# Problem to solve
Starting at the line that contains "of the notebook", print every remaining line of the entries, unchanged, and output nothing more.

Point labeling examples
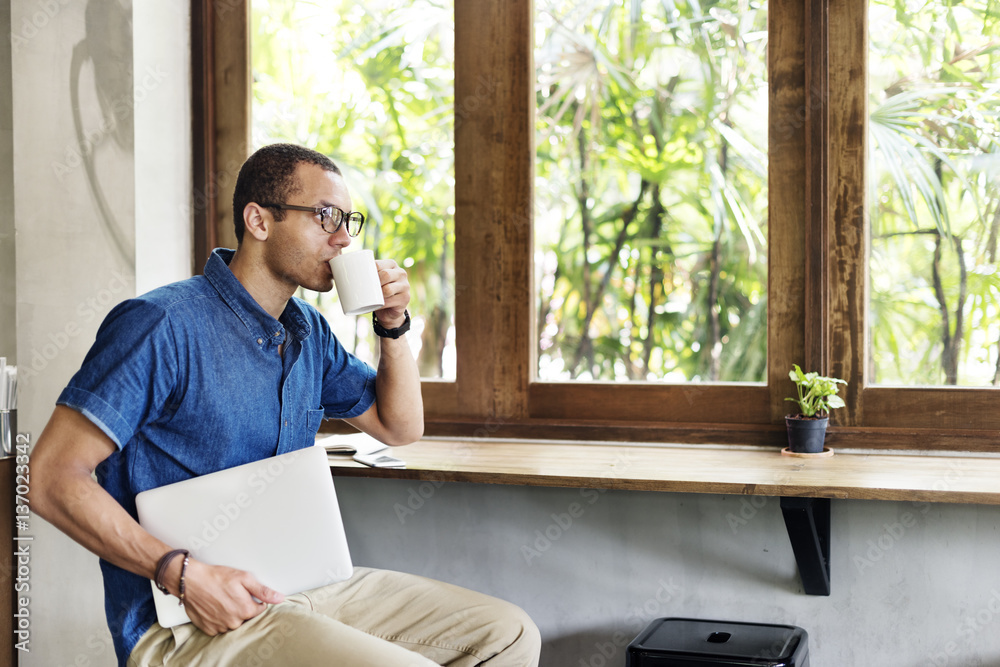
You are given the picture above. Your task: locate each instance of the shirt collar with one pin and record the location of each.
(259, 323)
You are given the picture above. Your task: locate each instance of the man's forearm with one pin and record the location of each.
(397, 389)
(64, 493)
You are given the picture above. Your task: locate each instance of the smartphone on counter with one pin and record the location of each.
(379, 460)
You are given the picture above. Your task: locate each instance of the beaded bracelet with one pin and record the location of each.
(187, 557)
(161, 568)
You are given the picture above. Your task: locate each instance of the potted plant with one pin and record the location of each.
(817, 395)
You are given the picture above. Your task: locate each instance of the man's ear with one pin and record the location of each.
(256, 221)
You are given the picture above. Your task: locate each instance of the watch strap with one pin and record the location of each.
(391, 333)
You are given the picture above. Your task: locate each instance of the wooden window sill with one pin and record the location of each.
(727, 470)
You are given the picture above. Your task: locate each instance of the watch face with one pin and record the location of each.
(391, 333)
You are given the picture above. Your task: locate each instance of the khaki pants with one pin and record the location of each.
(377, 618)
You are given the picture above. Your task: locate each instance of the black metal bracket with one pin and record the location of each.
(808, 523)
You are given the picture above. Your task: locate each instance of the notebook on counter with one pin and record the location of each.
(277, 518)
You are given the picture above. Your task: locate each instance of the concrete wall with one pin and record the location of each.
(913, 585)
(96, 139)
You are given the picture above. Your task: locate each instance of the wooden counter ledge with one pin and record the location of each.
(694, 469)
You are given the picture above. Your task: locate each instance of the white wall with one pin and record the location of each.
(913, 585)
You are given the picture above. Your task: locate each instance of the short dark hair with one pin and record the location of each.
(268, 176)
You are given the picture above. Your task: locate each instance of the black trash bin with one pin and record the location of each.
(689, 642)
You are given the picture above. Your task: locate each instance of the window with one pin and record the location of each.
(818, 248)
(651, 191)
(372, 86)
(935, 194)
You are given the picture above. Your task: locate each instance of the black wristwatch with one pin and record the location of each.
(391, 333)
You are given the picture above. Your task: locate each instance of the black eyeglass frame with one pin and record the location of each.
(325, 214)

# Task solution
You are given the picture above. Your task: locate each instance of the notebook on counter with one pin and record the location of each.
(277, 518)
You are given the picture above. Your task: locate each instance of the concrete wall with one pin and record the location of each.
(913, 585)
(96, 139)
You are given the picture above. Your task: locate each instance of the wooden counter ledge with one pin and record the location of each.
(694, 469)
You are given the picture above. Your task: locate each instance of the white wall with one pin and record the location of each.
(913, 585)
You are given the picture above. Your task: locate each instance of the short dark hair with one pin and record the location of each.
(268, 176)
You are given the picture above. Your task: locate each instance of the black trash bin with one pin and record the location of each.
(689, 642)
You are given the picture above. Your task: locate each instance of the window with one pin and record the location of each.
(818, 248)
(651, 191)
(372, 86)
(935, 194)
You are given the picture above. Your task: locate each instance of the black wristwatch with one pin and record the location of each.
(391, 333)
You are given the picture above. Your task: locate each instance of the black eyeglass frame with one pin and record the location of each.
(325, 214)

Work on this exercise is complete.